▶ Verilen metin:
ATATÜRK'ÜN DEHÂSI, DAVRANIŞLARI VE ÇALIŞMA BİÇİMLERİ
Dehâ ve dâhi kavramı türlü biçimlerde ele alınmış ve tarif edilmiştr. Bunların başlıcalarını anıyoruz.
a) Doğuştan olağanüstü işler görmek ve eserler yaratmak kabiliyetinde olmak, yani olağanüstü yaratıcı bir dimağ taşımak.
b) Herkesten çok önce anlamak görmek, sezmek, kavramak, duymak ve duygulanmak.
c) Anlaşılması ve anlatılması imkânsız olan doğuştan büyüklük ve ululuk.
d) İnsanlığın gelişmesi sırasında ulaşabileceği en yüksek zirveleri görüp göstermek ve topluluğu oraya götürecek olağanüstü yaradılışta olmak.
e) Bazıları dehâyı uzun bir sabır diye tarif etmişlerdir.
f) Bir akşam sofrada (1926 yazı) dâhinin tarifi yapılır ve herkes bir görüş ortaya atarken, Atatürk şunu demiştir: "Dâhi odur ki, ileride herkesin takdir ve kabul edeceği şeyleri ilk ortaya koyduğunda herkes onlara delilik der."
Atatürk'ün taşıdığı vasıflar, bu tariflerin hepsine ayrı ayrı uyar. Onun dehâsının belirtilerini incelersek şunları görürüz. O, olağanüstü seziş, kavrayış ve duyuş hassalarına şu yönleri de eklerdi:
Ortaya çıkması muhtemel konu, sorun ve olayları çok önceden tahmin edip, onlar üzerinde derinden derine dimağını işletir, en kötü ihtimallere kadar her şeyi gözönünde bulundurarak gereken tedbirleri kararlaştırır ve durumun ilerdeki gelişme derecelerine göre bunları kafasında sıralardı. Amaçlarını iyice tesbit ederdi; kafasında hiç dağınıklığa yer vermezdi ve hiç bir olay onu boş bulmazdı.

▶ Kaynaktan alıntı:
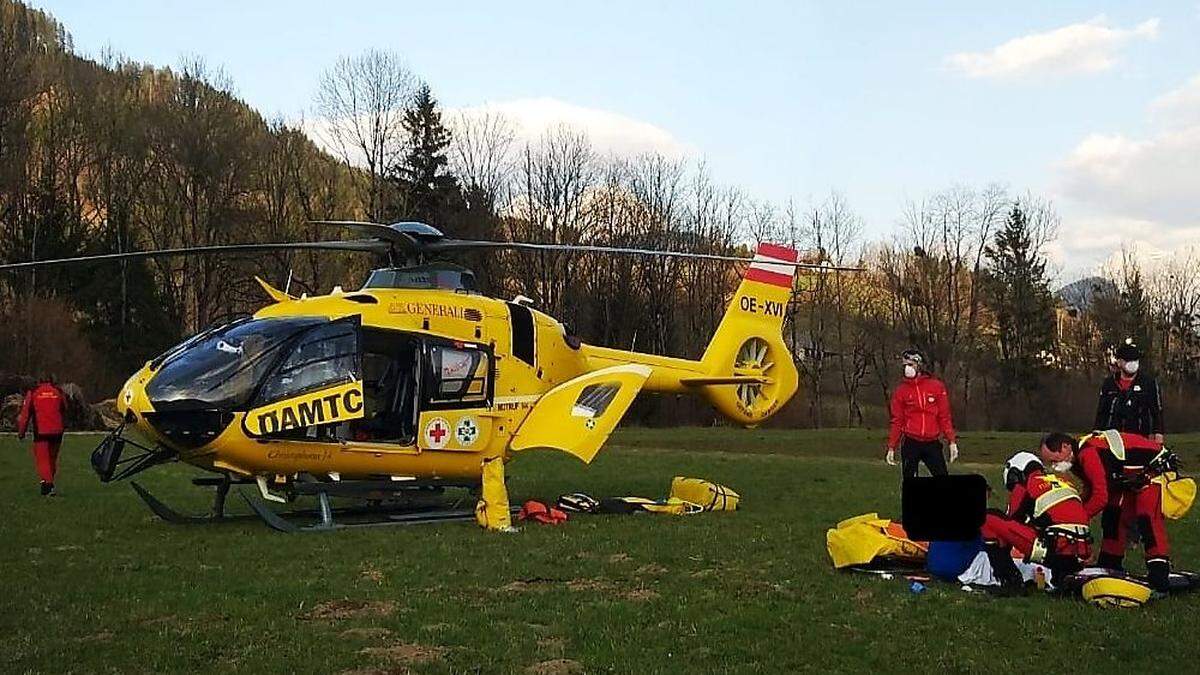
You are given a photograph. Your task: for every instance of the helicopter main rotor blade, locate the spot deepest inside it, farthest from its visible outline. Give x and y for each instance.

▶ Görev tanımı: Atatürk'ün dehâsını anlatan yazıyı, son cümlesinden sonrasını yazarak devam ettirin.

▶ Görev sonucu:
Yukarıda Çanakkale vuruşmaları sırasında onun bu gibi davranıp ve görüşlerine rastladık. 6 Ağustos 1915 de başlayan İngiliz saldırıları dolayısiyle iki ay önce uyarılmaya çalışmış olduğu Liman von Sanders ve Esat Paşalar için: "... fikren hazırlanmamış oldukları harekât-ı hasmane karşısında pek nakıs tedbirlerle vaziyet-i umumiyeyi ve vatana pek büyük tehlikeye maruz bıraktıklarına vakayı şahit oldu" diye yazmıştır. İmlediğimiz üç kelime Mustafa Kemal'in büyük önem verdiği bir yönü aydınlatmaktadır.
Conkbayırı'nın geri alınması sorunu dolayısiyle O, şunu yazmıştır: "Muharebede kuvvetten ziyade, kuvveti maksada muvafık sevk ve idare etmek mühim olduğu düşünülmüyordu."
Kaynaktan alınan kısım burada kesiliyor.